» What you have to do: Please copy the records below word for word, leaving out the pictures.

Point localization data
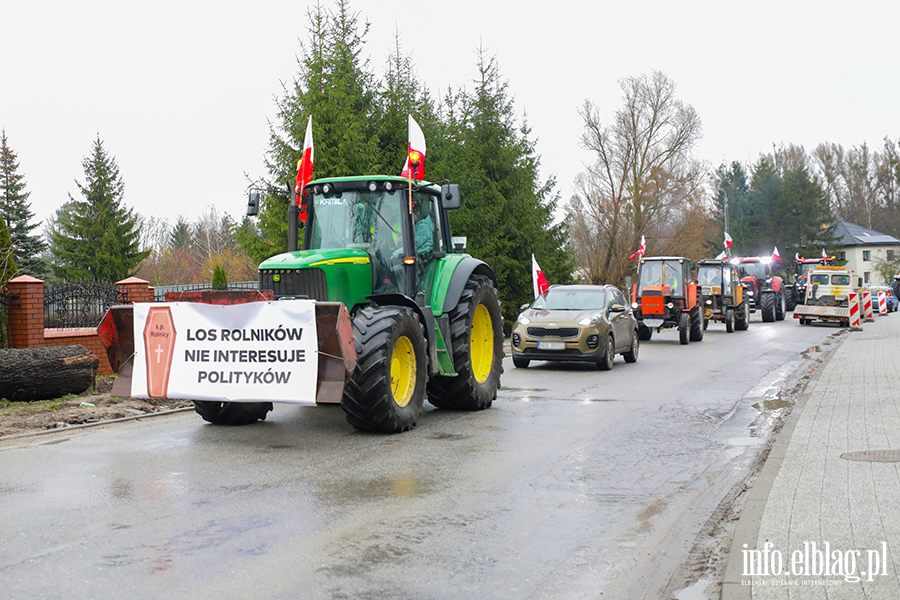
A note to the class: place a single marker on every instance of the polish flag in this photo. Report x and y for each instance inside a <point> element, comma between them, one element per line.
<point>538,281</point>
<point>417,145</point>
<point>641,250</point>
<point>304,170</point>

» Problem solution:
A note to the class: place a single marker on every instance of the polish flag in this photo. Report x and y for each instance inside a <point> element, comma between them, one element per line.
<point>538,281</point>
<point>417,145</point>
<point>641,250</point>
<point>304,170</point>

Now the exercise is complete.